# The problem
Copy the entries below verbatim, line for line.

■ ■ ■ ■

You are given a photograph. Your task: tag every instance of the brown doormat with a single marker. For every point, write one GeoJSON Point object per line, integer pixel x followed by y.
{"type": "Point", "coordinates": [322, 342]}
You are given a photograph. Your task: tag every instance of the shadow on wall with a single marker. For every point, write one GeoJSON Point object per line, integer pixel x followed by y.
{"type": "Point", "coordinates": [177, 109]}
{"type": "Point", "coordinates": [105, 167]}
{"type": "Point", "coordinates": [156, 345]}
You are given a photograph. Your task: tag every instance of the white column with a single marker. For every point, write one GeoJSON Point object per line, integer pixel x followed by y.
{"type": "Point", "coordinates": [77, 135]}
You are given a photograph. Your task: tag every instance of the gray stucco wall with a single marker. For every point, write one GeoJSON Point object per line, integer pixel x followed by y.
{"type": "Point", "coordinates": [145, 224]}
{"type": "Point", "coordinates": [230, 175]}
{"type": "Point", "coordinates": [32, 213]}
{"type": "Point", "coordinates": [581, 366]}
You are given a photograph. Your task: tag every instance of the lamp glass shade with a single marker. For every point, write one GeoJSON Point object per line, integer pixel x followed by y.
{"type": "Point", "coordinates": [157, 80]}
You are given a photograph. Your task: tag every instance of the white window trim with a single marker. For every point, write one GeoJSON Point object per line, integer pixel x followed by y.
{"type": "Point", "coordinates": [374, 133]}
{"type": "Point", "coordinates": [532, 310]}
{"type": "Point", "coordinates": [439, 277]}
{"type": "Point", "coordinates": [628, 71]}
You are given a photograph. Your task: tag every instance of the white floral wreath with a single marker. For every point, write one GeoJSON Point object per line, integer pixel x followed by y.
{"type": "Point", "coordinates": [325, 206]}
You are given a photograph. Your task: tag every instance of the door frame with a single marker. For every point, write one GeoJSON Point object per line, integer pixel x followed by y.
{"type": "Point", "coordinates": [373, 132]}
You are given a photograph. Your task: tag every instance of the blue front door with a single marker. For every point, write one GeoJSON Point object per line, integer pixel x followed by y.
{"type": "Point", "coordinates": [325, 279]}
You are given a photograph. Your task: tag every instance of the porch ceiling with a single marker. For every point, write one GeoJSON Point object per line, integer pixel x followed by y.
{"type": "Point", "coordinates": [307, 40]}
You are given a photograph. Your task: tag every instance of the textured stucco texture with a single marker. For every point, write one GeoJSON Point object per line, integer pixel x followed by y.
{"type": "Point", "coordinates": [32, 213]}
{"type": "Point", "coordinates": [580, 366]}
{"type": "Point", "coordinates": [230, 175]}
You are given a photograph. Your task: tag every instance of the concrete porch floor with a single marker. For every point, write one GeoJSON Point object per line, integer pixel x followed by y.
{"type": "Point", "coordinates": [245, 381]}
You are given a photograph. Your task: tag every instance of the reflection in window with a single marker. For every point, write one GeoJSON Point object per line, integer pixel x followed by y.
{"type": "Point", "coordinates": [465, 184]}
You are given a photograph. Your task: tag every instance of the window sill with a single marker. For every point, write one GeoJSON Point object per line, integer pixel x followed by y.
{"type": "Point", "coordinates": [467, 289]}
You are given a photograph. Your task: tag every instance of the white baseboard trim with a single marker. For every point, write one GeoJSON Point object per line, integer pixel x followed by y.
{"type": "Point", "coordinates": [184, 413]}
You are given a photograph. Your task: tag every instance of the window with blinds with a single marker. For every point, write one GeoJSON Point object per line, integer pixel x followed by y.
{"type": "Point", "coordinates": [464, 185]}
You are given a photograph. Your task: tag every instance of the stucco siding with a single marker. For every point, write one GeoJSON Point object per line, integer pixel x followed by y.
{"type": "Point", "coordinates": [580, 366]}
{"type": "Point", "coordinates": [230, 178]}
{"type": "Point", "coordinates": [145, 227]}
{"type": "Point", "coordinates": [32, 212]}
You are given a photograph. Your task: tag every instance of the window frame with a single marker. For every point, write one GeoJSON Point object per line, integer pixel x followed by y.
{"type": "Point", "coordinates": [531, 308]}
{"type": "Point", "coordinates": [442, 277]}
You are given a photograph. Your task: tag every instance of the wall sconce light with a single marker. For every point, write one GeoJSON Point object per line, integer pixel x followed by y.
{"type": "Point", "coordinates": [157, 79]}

■ ■ ■ ■

# Final answer
You are given a photograph. Your task: tag every instance of the brown doormat with a single marker. For every point, write one GeoJSON Point object per line, integer pixel x followed by y.
{"type": "Point", "coordinates": [322, 342]}
You are given a photograph. Your task: tag every instance of the shadow on wall with a single marker. For every point, write one GeoJSON Point object per line, integer pixel x followed by y.
{"type": "Point", "coordinates": [177, 109]}
{"type": "Point", "coordinates": [105, 167]}
{"type": "Point", "coordinates": [156, 345]}
You are given a photograph. Your task: tag every instance of the white column with a single marker. For every point, write one GeoJSON Point object per line, integer pixel x followed by y.
{"type": "Point", "coordinates": [77, 135]}
You are given a photograph. Your task: tag every instance of the gray stucco wall with a single marker. For every point, write one GeoJSON Point object per line, integer pixel x followed by y.
{"type": "Point", "coordinates": [145, 224]}
{"type": "Point", "coordinates": [230, 175]}
{"type": "Point", "coordinates": [32, 213]}
{"type": "Point", "coordinates": [581, 366]}
You are given a photograph. Your task: tag every instance of the lamp glass shade with a single marker. For every point, write one GeoJSON Point object per line, integer pixel x followed by y.
{"type": "Point", "coordinates": [157, 80]}
You are given a photograph. Your task: tag every instance of the white window trim with a single marker. For every point, write one GeoJSON Point object per line, integer pixel x followed by y.
{"type": "Point", "coordinates": [374, 133]}
{"type": "Point", "coordinates": [532, 310]}
{"type": "Point", "coordinates": [439, 277]}
{"type": "Point", "coordinates": [628, 71]}
You are given a photograph. Your task: tag every instance of the white floral wreath with a single marker. For every point, write one GeoJSON Point object per line, integer pixel x followed by y.
{"type": "Point", "coordinates": [325, 206]}
You are given a photograph. Your task: tag every instance of the door frame with a single marker. For every point, write one GeoJSON Point object per line, integer pixel x followed by y.
{"type": "Point", "coordinates": [373, 132]}
You are given a photograph. Your task: tag every instance of the blue front door with a single marker. For every point, write one GeoJSON Point object per line, integer pixel x followed by y.
{"type": "Point", "coordinates": [325, 279]}
You are given a photograph. Your task: tag every instance of the porch ceiling with a single marker. For every point, write one GeoJSON Point object per line, integer pixel x followed by y.
{"type": "Point", "coordinates": [307, 40]}
You are given a photograph. Your task: tag every instance of the textured stucco texture with a single marker. For every point, write one GeoJSON Point object per line, integer pixel x followed by y.
{"type": "Point", "coordinates": [32, 213]}
{"type": "Point", "coordinates": [580, 366]}
{"type": "Point", "coordinates": [230, 175]}
You are given a photograph. Your task: tag every instance of the concrete porch floor with a single marker. For every point, write one GeoJSON Point object per line, integer pixel x followed by y.
{"type": "Point", "coordinates": [245, 381]}
You are given a photograph. Your task: tag every instance of the reflection in window with a single marker. For every point, write one GeoJSON Point object per line, integer pixel x followed by y.
{"type": "Point", "coordinates": [465, 184]}
You are given a photograph. Your task: tag every instance of the window sill with a single marker. For every point, write one GeoJSON Point object per line, integer pixel x followed by y.
{"type": "Point", "coordinates": [467, 289]}
You are given a photograph. Your task: tag every instance of the white baseboard trim with a single marker. For every point, write one GeoJSON Point object per line, integer pixel x followed by y.
{"type": "Point", "coordinates": [184, 413]}
You are given a photograph. Your task: tag every instance of the window with blinds with a single marker. For every point, write one GeoJSON Point object per line, integer pixel x followed by y.
{"type": "Point", "coordinates": [464, 185]}
You are given a photograph. Your task: tag every instance of the stucco siding with a single marker. For every point, write one GeoJSON Point object per line, integer pixel x followed by y.
{"type": "Point", "coordinates": [580, 366]}
{"type": "Point", "coordinates": [230, 178]}
{"type": "Point", "coordinates": [145, 227]}
{"type": "Point", "coordinates": [32, 212]}
You are given a photograph. Your task: tag every instance of the window frame with a single marker. For every point, write one GeoJSON Point object per line, integer pixel x followed by y.
{"type": "Point", "coordinates": [531, 308]}
{"type": "Point", "coordinates": [442, 277]}
You are given a photograph. Your task: tag every instance of the wall sconce light with a single marker. For every point, write one GeoJSON Point object per line, integer pixel x followed by y.
{"type": "Point", "coordinates": [157, 79]}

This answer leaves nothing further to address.